Produce a word-for-word copy of the listing below without its pictures.

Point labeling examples
* * * * *
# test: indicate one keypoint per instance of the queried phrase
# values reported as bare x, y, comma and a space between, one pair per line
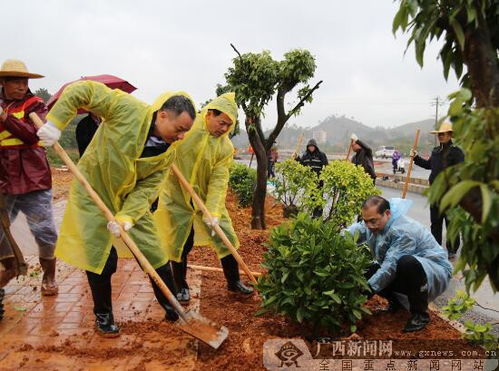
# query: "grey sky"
184, 45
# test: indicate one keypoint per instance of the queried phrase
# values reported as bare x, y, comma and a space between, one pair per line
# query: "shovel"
191, 322
216, 228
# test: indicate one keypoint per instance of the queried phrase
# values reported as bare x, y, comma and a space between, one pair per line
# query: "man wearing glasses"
204, 158
409, 269
445, 155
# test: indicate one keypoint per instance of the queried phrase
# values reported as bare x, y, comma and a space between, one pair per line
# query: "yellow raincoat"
204, 160
126, 183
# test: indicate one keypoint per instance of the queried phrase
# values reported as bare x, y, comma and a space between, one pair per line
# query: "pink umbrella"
111, 81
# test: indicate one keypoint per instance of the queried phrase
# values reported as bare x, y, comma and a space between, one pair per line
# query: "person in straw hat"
25, 178
445, 155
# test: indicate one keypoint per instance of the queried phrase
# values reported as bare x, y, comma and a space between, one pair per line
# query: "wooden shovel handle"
217, 228
144, 263
408, 177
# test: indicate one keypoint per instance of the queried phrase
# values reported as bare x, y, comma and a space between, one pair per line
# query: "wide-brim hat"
17, 68
445, 127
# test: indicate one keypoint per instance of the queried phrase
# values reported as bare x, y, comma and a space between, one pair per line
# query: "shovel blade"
203, 329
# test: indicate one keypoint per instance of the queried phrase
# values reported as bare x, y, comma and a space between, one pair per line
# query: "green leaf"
456, 193
458, 31
486, 200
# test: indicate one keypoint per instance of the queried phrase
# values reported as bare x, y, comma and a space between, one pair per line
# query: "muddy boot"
231, 272
418, 303
100, 286
49, 286
7, 271
165, 273
104, 322
179, 274
2, 311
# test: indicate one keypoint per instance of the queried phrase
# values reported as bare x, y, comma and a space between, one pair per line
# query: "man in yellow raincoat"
* * * * *
• Reply to the exercise
# test: indicate one keypoint per instance of the queried phrase
# values reported as bare x, y, comma and a space between, one pair per line
# query: "grey sky"
184, 45
# test: indicate one keypoint per instance of the queried phrase
# values reported as bare x, y, comma and a space between, one pair per line
# query: "shovel"
191, 322
216, 228
# test: indicate one keypoint per instance of the queried phrase
# values reported as bare x, y, comma and a space between, one pair per line
# query: "man wearing glasses"
204, 158
409, 269
445, 155
# test: indicate one keypoint per instance of the queried phrase
# values reported as bare x, y, comma and a space between, one pair per line
# query: "yellow raincoat"
204, 160
126, 183
# test: indicate one keypoint per instance of the queried phrase
# values reported as bare x, y, comma and a space between, one pair per line
# query: "pink umbrella"
111, 81
# test: indicate one keypoint per instance of the queried phrase
# values reported as bare x, y, comma and a space between, one pair per line
# query: "person in straw hat"
25, 178
445, 155
# test: indicate one keypoint per instance of the queried phrase
# values reported as bare x, y, comma and a space between, one pair per line
# query: "wooden shovel handle"
217, 228
144, 263
408, 177
# test: indicate one keypoint per instance of the queried phrase
# values reported as bare x, y, comma and a space between, one pair per line
# query: "wide-brim hat"
17, 68
445, 127
# test: indicate one keypoint per instance of the queried phrase
# values reported as bare x, y, comma and a space between, one pair per line
# query: "shovel blade"
203, 329
# test: indicate one keypoint per instance of the queried phrase
# values reported as bare x, y, comma and a space between, one pair per line
# query: "green leaf"
456, 193
458, 31
486, 200
# test: indicate one keypoint per instance of the queried phrase
# values reported as bare x, y, comma and a space between, one pair per line
# query: "muddy boot"
231, 272
418, 303
100, 286
49, 286
7, 271
165, 273
104, 322
179, 274
2, 311
# test: indicate one keypoint per instance of the queried phrase
# values reported as bare x, y, comma and a space between, one pair per line
# query: "man in yellow raincoat"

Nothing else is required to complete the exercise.